## Exercise
The answer must be an exact copy of the entries below, with no images in it.

(Image-grounded pointing data)
_ _ _
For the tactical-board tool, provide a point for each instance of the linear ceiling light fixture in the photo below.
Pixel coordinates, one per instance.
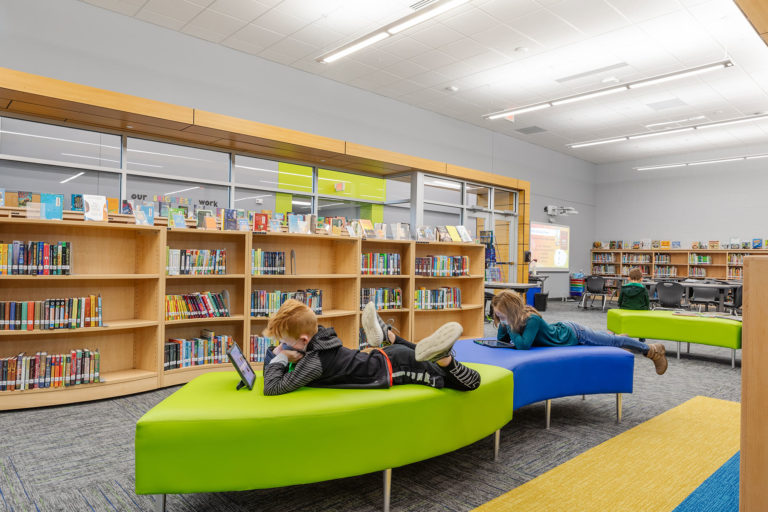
(406, 22)
(701, 162)
(611, 90)
(671, 131)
_ _ _
## Exercise response
For the tactical-board tool, provide a point for each instance of the linear ceiling light fixture in the photo below.
Pixel coordinates, one per instance.
(406, 22)
(701, 162)
(611, 90)
(671, 131)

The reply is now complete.